** Opening TASK MATERIAL block **

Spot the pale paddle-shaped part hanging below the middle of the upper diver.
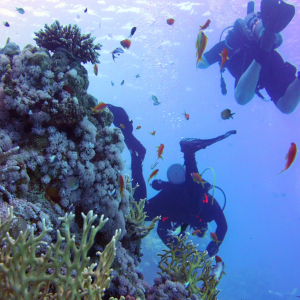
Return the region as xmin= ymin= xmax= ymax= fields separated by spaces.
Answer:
xmin=234 ymin=60 xmax=261 ymax=105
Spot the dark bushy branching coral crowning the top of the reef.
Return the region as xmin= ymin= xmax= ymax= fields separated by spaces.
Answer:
xmin=34 ymin=20 xmax=102 ymax=64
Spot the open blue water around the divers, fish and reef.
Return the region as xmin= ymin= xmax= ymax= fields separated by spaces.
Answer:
xmin=0 ymin=0 xmax=300 ymax=300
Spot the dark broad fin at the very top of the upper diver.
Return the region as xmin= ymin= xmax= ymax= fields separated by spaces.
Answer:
xmin=260 ymin=0 xmax=295 ymax=33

** Closing TASK MATERIAL block **

Wherever an image appears, omit it, and retype everything else in the entries exactly.

- _OUTPUT_:
Spot the pale paddle-shaped part hanging below the middle of the upper diver.
Return the region as xmin= ymin= xmax= ymax= fields separated by spaces.
Answer:
xmin=234 ymin=60 xmax=261 ymax=105
Spot the dark bushy branching coral crowning the top of the reef.
Return the region as xmin= ymin= xmax= ymax= fields separated by spaces.
Answer:
xmin=34 ymin=20 xmax=102 ymax=64
Spot the open blue water around the divers, fish and reef.
Return the region as xmin= ymin= xmax= ymax= fields separated by spaces.
Answer:
xmin=0 ymin=0 xmax=300 ymax=300
Spot the dark broad fin at the very top of the upper diver.
Return the region as xmin= ymin= xmax= ymax= fields separated by spaces.
Answer:
xmin=260 ymin=0 xmax=295 ymax=33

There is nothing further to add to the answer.